▶ [PROVIDED TEXT]:
By order of Colonel Lippitt.

Very respectfully, your obedient servant,

W. F. SWASEY,

1st Lieutenant and Regimental Quartemaster 2nd Infty. Cal. Vols.,

Actg. Asst. Adjt. General, Humboldt Military District.

HEADQUARTERS DEPARTMENT OF THE PACIFIC,

San Francisco, Cal., September 1, 1862.

Captain GEORGE B. CURREY,

First Oregon Cavalry Volunteers:

(Through Brigadier-General Alvord, commanding District of Oregon, Fort Vancouver, Wash. Ter.)

SIR: The general commanding the department has perused with much interest your report of operations in Grande Ronde Valley,* and desires me to express his satisfaction at and approval of the handsome manner in which the duties assigned you were executed.

Very respectfully, your obedient servant,

R. C. DRUM,

Assistant Adjutant-General.

HEADQUARTERS DEPARTMENT OF THE PACIFIC,

San Francisco, September 1, 1862.

▶ [WHAT YOU WILL DO]:
a. Answer these questions using the correspondence:
(i) Which captain is the September 1, 1862 letter addressed to, and what unit is he in?
(ii) What acting title does W. F. Swasey sign with?
(iii) In which valley did the reported operations take place?
b. List every person named in the correspondence.
The items below are separate material with no connection to the correspondence.

Dataset rows showing where objects appear
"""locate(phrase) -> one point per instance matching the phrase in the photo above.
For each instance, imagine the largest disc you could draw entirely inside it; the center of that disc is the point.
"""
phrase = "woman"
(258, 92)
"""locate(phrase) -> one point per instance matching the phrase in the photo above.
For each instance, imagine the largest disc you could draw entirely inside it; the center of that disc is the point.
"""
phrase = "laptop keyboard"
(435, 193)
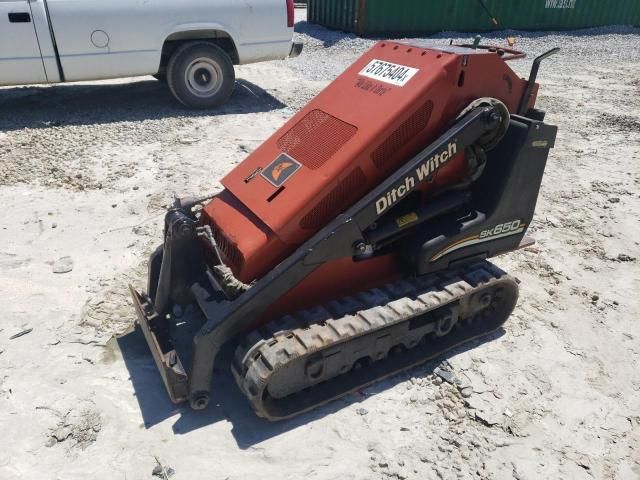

▶ [TASK ANSWERS]:
a.
(i) Captain George B. Currey, First Oregon Cavalry Volunteers.
(ii) Acting Assistant Adjutant General, Humboldt Military District.
(iii) Grande Ronde Valley.

b.
Colonel Lippitt
W. F. Swasey
Captain George B. Currey
Brigadier-General Alvord
R. C. Drum